--- START Selection ---
Monthly Archives: March 2015

Media mashup

By Christopher B. Daly

A couple of recent developments need noticing:

–The NYTimes’s redoubtable foreign correspondent John F. Burns is retiring. In an unusual note about personnel matters published in today’s paper, the Times gives Burns a fond salute.

Also not to be missed: Burns’ last story was a colorful account of the re-burial of English King Richard III. At the end of his final piece, Burns closes with a “kicker” in the form of a quote — “ashes to ashes, dust to dust.” Not original, of course, but a nice touch.

–The Times flooded the zone in the East Village yesterday to cover the gas explosion and building collapse. By my count, there were 18 reporters and photographers involved (judging by bylines and photo credit lines), not to mention all the nameless

Victor J. Blue/NYT

Victor J. Blue/NYT

editors. Among the team of metro reporters was Tatiana Schlossberg, whose role is featured in the Times’ “City Room” blog. Which is fitting, since she is the daughter of one prominent New Yorker (U.S. Ambassador to Japan Caroline Kennedy) and the granddaughter of another prominent New Yorker (Jackie O).
--- END Selection ---
--- START Supplied material ---
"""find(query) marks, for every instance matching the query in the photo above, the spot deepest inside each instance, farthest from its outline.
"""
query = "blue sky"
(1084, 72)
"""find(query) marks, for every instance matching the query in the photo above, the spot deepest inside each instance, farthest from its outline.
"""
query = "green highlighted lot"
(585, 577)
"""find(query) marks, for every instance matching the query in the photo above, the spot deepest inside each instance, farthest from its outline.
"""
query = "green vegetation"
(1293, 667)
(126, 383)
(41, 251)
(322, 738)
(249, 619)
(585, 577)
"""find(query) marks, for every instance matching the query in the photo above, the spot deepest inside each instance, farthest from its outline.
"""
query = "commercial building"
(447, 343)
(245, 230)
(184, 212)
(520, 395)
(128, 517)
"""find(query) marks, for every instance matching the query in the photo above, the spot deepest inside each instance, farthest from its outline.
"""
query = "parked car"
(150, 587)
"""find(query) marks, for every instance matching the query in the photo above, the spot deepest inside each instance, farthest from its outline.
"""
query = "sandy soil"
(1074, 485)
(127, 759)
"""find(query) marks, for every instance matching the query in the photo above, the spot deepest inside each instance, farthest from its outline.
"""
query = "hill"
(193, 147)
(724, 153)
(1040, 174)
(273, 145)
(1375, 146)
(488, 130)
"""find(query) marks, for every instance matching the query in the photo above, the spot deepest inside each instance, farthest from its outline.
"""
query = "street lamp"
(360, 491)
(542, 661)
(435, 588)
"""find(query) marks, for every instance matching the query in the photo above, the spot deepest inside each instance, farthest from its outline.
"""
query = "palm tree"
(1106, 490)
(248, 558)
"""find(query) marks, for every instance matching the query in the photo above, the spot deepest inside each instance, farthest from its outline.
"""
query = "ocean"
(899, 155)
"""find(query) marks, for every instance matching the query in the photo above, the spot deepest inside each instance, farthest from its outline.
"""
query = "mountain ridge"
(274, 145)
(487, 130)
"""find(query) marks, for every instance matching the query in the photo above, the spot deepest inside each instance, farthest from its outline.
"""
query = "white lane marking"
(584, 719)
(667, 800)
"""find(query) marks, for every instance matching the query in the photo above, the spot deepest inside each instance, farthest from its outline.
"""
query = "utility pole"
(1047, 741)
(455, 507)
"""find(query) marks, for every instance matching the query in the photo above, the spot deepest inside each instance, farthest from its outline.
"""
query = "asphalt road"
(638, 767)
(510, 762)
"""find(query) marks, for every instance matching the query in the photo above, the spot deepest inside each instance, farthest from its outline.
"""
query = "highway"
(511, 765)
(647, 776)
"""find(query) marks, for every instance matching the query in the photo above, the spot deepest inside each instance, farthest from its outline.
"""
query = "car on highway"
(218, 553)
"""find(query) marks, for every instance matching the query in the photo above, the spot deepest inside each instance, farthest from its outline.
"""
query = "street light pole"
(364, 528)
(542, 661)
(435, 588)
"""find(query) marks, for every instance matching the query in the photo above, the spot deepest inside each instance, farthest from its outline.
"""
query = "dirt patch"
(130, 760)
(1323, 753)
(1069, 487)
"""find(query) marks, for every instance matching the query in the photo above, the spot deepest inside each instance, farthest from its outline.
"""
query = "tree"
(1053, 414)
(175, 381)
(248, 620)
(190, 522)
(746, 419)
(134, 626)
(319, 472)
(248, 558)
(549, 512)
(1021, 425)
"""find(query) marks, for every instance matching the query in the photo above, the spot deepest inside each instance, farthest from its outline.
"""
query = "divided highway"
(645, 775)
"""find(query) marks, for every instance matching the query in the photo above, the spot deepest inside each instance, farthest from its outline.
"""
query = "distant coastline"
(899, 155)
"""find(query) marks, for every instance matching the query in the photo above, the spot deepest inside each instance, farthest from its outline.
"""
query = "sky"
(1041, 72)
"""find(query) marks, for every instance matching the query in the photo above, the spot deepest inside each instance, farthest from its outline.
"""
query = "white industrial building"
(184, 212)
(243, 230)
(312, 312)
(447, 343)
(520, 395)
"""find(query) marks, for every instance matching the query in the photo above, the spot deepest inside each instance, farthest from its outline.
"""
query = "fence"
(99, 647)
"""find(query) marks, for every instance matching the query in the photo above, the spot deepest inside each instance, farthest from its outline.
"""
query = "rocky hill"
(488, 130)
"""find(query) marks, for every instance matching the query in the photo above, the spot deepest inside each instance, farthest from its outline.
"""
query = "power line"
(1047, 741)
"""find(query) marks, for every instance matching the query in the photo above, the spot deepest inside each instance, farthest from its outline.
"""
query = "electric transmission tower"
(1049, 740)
--- END Supplied material ---
## Tasks and exercises
[1] Extract the passage of the blog post above from "A couple of" to "a fond salute.", word for word.
[2] Gather each line of the entries above that contains the string "pole", with case counting in the match.

## Final answers
[1]
A couple of recent developments need noticing:

–The NYTimes’s redoubtable foreign correspondent John F. Burns is retiring. In an unusual note about personnel matters published in today’s paper, the Times gives Burns a fond salute.

[2]
query = "utility pole"
query = "street light pole"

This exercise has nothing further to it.